Telling the truth

presleycompfinal2I’m pleased to post this guest essay by the talented Gary Presley, author of Seven Wheelchairs: A Life Beyond Polio:

I am very much a believer in the idea that writing both creates and destroys, a whimsically ironic perception I contrived long ago after I read “We Are Norsemen,” a short story by the novelist T. Coraghessan Boyle.

Boyle’s narrator is a skald, a Viking poet, and the story chronicles a raid on the Irish coast. At the end of the raid, the skald destroys an illuminated manuscript in the presence of its monk-creator, an irony of the first order since the skald fancies himself an artiste, an intellectual among brutes.

What does writing create, and destroy? For me as an essayist and an author of a memoir, I think I create and destroy truth and illusion. Of course, it is sometimes painful to pull the rug out from under someone’s perceptions. A few readers of my memoir believe I fester with toxic anger. I don’t, if you’re interested. But I don’t care to disguise whatever anger lives in me. The anger is true. But at the moment not toxic.

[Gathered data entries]
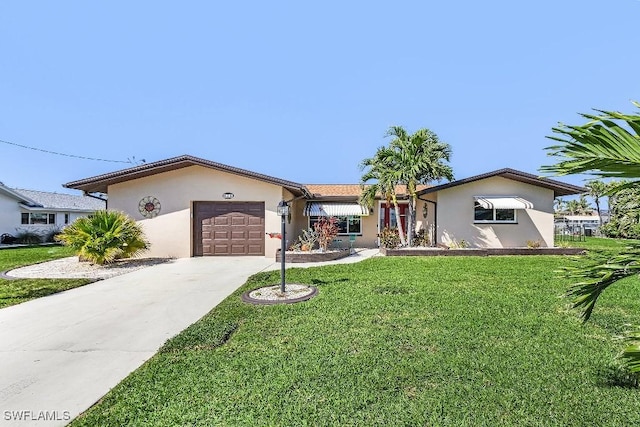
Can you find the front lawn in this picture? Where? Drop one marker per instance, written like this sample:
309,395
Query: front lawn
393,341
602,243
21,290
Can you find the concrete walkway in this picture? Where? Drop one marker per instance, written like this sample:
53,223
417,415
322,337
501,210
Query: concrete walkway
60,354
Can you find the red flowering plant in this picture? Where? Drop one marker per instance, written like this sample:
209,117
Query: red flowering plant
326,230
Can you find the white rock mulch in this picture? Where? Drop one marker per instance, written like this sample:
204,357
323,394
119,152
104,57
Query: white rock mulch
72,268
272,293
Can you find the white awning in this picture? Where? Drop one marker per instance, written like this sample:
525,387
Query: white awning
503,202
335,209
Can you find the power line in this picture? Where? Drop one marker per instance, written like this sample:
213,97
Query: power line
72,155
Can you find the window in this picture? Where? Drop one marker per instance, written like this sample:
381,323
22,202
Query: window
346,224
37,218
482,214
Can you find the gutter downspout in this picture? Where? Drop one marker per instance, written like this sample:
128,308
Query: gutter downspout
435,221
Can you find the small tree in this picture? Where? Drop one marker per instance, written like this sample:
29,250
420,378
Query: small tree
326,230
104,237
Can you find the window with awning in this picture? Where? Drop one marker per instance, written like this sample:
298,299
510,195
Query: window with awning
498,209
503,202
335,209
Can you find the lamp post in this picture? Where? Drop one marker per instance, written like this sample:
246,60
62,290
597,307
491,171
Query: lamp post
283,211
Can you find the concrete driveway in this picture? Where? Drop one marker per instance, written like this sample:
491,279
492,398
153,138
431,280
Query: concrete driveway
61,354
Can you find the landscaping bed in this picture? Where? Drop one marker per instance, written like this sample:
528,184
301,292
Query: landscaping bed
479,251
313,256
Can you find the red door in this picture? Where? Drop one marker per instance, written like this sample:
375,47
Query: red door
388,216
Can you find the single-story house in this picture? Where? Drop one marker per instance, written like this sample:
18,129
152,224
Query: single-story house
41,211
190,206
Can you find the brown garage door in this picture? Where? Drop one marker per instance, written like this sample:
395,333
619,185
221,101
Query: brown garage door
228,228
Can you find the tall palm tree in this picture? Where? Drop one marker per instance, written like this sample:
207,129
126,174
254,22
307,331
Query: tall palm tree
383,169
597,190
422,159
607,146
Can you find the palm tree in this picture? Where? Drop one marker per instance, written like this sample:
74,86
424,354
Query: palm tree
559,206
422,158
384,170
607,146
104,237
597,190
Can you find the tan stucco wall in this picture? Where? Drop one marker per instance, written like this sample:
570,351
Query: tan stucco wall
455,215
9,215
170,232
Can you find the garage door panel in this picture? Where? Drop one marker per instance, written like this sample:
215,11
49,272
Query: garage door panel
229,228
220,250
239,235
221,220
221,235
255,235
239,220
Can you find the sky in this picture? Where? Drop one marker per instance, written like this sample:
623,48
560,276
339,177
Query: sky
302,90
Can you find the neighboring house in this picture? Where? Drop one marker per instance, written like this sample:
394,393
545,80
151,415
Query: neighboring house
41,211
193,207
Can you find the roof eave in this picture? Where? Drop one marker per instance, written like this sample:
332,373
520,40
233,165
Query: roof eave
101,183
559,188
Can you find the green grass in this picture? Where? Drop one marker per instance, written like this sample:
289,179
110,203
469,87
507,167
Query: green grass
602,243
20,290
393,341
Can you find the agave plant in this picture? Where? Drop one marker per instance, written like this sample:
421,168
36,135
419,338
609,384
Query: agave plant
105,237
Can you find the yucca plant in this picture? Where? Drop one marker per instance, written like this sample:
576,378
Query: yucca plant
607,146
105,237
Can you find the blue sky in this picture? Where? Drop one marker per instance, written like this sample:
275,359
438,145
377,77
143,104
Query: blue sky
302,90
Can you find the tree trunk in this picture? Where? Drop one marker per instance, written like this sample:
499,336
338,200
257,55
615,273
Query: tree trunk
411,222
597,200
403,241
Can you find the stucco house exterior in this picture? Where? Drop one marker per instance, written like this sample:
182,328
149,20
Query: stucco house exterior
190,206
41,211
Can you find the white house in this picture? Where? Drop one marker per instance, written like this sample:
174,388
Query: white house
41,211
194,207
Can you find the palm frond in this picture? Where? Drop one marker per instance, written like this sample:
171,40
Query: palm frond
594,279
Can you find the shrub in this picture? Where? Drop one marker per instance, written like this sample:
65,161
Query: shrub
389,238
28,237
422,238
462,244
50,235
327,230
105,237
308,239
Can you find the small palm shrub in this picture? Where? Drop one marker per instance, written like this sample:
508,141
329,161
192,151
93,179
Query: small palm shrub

---

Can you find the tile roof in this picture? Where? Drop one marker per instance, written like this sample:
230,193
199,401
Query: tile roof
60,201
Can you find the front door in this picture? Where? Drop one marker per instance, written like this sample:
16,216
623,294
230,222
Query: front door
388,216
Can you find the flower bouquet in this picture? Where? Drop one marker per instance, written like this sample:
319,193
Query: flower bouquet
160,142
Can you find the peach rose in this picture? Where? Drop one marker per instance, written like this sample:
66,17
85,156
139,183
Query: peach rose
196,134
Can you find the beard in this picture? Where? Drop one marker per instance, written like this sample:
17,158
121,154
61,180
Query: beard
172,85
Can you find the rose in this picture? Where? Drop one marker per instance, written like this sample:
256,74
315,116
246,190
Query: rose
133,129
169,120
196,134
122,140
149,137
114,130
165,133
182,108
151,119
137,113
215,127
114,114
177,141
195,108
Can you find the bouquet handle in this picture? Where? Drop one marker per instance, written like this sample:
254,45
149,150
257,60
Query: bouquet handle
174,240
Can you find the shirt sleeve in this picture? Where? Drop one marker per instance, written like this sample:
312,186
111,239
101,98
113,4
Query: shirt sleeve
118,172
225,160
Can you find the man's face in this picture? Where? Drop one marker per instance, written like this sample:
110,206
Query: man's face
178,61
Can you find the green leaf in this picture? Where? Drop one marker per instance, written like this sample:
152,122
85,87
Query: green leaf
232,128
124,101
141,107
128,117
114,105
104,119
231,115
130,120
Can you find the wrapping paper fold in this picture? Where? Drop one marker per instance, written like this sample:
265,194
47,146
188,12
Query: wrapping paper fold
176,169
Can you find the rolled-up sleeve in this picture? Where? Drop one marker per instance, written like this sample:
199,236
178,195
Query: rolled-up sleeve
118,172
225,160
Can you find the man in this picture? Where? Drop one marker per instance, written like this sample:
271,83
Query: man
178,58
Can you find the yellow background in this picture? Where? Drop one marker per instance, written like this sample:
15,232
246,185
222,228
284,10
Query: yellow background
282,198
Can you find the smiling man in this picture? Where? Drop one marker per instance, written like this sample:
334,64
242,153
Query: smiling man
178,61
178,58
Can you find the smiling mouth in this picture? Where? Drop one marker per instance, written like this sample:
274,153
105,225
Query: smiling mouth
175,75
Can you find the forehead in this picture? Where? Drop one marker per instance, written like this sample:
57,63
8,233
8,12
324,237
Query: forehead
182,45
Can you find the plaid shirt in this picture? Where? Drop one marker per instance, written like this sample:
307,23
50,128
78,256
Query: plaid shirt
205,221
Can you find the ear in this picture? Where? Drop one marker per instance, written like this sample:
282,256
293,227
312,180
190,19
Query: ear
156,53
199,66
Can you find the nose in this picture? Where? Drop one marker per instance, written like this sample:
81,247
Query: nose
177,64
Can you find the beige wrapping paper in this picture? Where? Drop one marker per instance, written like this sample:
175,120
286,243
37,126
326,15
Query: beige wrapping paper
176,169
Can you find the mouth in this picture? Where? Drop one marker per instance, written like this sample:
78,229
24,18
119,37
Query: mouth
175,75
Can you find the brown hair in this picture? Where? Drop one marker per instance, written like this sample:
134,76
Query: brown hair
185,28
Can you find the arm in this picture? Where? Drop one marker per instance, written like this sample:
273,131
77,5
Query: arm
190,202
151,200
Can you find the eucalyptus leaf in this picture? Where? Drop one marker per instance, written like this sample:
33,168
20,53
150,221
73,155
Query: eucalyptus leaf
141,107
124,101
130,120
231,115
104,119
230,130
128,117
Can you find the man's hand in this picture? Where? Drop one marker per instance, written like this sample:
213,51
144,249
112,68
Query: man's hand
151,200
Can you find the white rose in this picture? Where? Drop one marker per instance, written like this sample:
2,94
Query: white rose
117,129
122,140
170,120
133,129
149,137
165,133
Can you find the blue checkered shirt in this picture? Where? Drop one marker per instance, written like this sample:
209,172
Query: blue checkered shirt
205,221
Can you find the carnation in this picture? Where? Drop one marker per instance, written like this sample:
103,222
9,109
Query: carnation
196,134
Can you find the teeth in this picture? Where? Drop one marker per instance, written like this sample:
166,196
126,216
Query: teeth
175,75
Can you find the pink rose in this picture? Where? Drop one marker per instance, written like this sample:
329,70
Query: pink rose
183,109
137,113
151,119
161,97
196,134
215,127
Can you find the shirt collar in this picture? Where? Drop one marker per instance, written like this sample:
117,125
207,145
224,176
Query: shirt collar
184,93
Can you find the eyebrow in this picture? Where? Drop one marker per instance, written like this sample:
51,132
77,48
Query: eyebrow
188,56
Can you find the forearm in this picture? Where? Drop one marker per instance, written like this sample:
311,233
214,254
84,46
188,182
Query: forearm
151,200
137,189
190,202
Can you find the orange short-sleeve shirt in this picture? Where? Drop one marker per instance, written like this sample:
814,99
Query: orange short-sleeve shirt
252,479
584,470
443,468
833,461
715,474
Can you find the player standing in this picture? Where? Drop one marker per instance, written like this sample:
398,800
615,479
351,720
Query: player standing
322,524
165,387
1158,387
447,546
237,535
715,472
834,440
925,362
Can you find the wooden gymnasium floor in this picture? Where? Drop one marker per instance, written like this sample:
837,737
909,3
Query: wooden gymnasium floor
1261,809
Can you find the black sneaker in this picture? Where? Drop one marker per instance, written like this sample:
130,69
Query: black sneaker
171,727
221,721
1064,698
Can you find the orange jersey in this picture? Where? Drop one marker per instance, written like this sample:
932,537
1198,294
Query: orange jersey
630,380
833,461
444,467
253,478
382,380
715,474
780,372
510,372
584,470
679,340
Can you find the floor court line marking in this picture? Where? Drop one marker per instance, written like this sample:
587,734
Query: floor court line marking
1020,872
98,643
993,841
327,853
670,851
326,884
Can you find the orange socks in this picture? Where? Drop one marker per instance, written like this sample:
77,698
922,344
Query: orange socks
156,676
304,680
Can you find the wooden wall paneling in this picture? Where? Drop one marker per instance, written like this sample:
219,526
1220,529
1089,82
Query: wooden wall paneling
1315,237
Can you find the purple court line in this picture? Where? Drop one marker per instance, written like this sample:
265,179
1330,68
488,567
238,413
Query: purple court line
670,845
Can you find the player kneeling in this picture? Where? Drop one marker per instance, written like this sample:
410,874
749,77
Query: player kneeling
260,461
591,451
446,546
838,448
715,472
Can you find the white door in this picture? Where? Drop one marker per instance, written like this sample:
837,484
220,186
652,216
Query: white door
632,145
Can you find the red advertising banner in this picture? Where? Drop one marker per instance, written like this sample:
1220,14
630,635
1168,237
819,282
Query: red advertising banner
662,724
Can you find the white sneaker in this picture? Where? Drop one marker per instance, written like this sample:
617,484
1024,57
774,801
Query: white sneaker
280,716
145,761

→ **SET OF TASKS**
1. From the guest essay, extract the passage that opens with the words containing "Boyle’s narrator is" and closes with "moment not toxic.".
2. Summarize the guest essay in two sentences.
Work from the guest essay alone.

→ **TASK-BY-TASK ANSWERS**
1.
Boyle’s narrator is a skald, a Viking poet, and the story chronicles a raid on the Irish coast. At the end of the raid, the skald destroys an illuminated manuscript in the presence of its monk-creator, an irony of the first order since the skald fancies himself an artiste, an intellectual among brutes.

What does writing create, and destroy? For me as an essayist and an author of a memoir, I think I create and destroy truth and illusion. Of course, it is sometimes painful to pull the rug out from under someone’s perceptions. A few readers of my memoir believe I fester with toxic anger. I don’t, if you’re interested. But I don’t care to disguise whatever anger lives in me. The anger is true. But at the moment not toxic.

2. Gary Presley, author of Seven Wheelchairs: A Life Beyond Polio, holds that writing both creates and destroys, an idea he formed after reading T. Coraghessan Boyle's "We Are Norsemen," in which a Viking poet destroys an illuminated manuscript in front of the monk who made it. As an essayist and memoirist, he says he creates and destroys truth and illusion, and although some readers of his memoir think he festers with toxic anger, he does not disguise his anger, which he calls true but not toxic at the moment.